Dataset entries -

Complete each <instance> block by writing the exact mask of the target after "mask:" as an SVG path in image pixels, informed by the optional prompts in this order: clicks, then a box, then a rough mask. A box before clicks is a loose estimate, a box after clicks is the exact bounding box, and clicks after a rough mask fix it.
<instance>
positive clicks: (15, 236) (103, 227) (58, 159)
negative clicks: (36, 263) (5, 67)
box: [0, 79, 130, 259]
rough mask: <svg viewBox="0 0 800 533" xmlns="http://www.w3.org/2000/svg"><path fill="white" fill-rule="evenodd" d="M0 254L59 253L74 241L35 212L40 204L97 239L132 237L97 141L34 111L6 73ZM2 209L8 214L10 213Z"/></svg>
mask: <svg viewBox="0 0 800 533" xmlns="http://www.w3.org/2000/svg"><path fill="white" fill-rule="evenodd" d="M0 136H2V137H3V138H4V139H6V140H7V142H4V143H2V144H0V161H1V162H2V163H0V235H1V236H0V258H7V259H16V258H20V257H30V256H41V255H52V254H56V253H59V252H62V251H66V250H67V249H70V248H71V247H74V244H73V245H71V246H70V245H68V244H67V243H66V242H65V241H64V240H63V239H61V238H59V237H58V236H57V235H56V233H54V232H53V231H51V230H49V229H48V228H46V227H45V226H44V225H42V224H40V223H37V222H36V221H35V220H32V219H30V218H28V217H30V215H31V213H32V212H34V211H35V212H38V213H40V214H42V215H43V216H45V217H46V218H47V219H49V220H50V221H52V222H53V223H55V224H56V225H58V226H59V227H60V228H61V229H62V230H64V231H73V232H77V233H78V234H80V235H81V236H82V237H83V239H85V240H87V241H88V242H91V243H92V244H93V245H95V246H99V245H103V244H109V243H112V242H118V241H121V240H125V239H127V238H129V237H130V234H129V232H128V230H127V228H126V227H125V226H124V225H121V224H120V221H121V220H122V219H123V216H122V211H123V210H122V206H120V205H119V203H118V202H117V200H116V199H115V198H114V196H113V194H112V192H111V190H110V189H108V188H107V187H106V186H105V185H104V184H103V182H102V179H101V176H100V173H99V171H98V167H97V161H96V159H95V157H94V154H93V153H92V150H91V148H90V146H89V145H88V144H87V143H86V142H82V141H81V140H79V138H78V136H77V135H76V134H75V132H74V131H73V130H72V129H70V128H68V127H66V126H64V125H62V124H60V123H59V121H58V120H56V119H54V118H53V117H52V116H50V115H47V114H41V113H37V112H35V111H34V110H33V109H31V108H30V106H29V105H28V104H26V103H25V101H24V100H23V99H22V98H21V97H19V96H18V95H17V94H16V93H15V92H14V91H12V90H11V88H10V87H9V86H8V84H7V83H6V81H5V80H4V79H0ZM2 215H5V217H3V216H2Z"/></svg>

Problem -
Put every line of the data above into a numbered list, skipping any blank lines.

Result of this exercise -
1. Complete each <instance> block by writing the exact mask of the target after "mask:" as an SVG path in image pixels, informed by the optional prompts in this order: clicks, then a box, then a rough mask. A box before clicks is a loose estimate, a box after clicks is the exact bounding box, and clicks after a rough mask fix it.
2. <instance>
3. positive clicks: (15, 236) (103, 227) (58, 159)
4. negative clicks: (36, 263) (5, 67)
5. box: [0, 79, 130, 259]
6. rough mask: <svg viewBox="0 0 800 533" xmlns="http://www.w3.org/2000/svg"><path fill="white" fill-rule="evenodd" d="M0 254L59 253L74 241L35 212L40 204L97 239L132 237L97 141L34 111L6 73ZM2 209L8 214L10 213Z"/></svg>
7. mask: <svg viewBox="0 0 800 533" xmlns="http://www.w3.org/2000/svg"><path fill="white" fill-rule="evenodd" d="M0 136H2V137H3V138H4V139H6V140H7V142H4V143H2V144H0V161H1V162H2V163H0V235H1V236H0V258H7V259H16V258H20V257H30V256H41V255H52V254H56V253H59V252H62V251H66V250H67V249H70V248H71V247H74V244H73V245H71V246H70V245H68V244H67V243H66V242H65V241H64V240H63V239H61V238H59V237H58V236H57V235H56V233H54V232H53V231H51V230H49V229H48V228H46V227H45V226H44V225H42V224H40V223H37V222H36V221H35V220H32V219H30V218H28V217H30V215H31V213H32V212H34V211H35V212H38V213H40V214H42V215H43V216H45V217H46V218H47V219H49V220H50V221H52V222H53V223H55V224H56V225H58V226H59V227H60V228H61V229H62V230H64V231H73V232H77V233H78V234H80V235H81V236H82V237H83V239H85V240H87V241H88V242H91V243H92V244H93V245H95V246H99V245H103V244H109V243H112V242H118V241H121V240H125V239H127V238H129V237H130V234H129V232H128V230H127V228H126V227H125V226H124V225H121V224H120V221H121V220H122V219H123V216H122V211H123V210H122V206H120V205H119V203H118V202H117V200H116V199H115V198H114V196H113V194H112V192H111V190H110V189H108V188H107V187H106V186H105V185H104V184H103V182H102V179H101V176H100V173H99V171H98V167H97V161H96V159H95V157H94V154H93V153H92V150H91V148H90V146H89V145H88V144H87V143H86V142H82V141H81V140H79V138H78V136H77V135H76V134H75V132H74V131H73V130H72V129H70V128H68V127H66V126H64V125H62V124H60V123H59V121H58V120H56V119H54V118H53V117H52V116H50V115H47V114H41V113H37V112H35V111H34V110H33V109H31V108H30V106H29V105H28V104H26V103H25V101H24V100H23V99H22V98H21V97H19V96H18V95H17V94H16V93H15V92H14V91H12V90H11V88H10V87H9V86H8V84H7V83H6V81H5V80H4V79H0ZM2 215H5V217H3V216H2Z"/></svg>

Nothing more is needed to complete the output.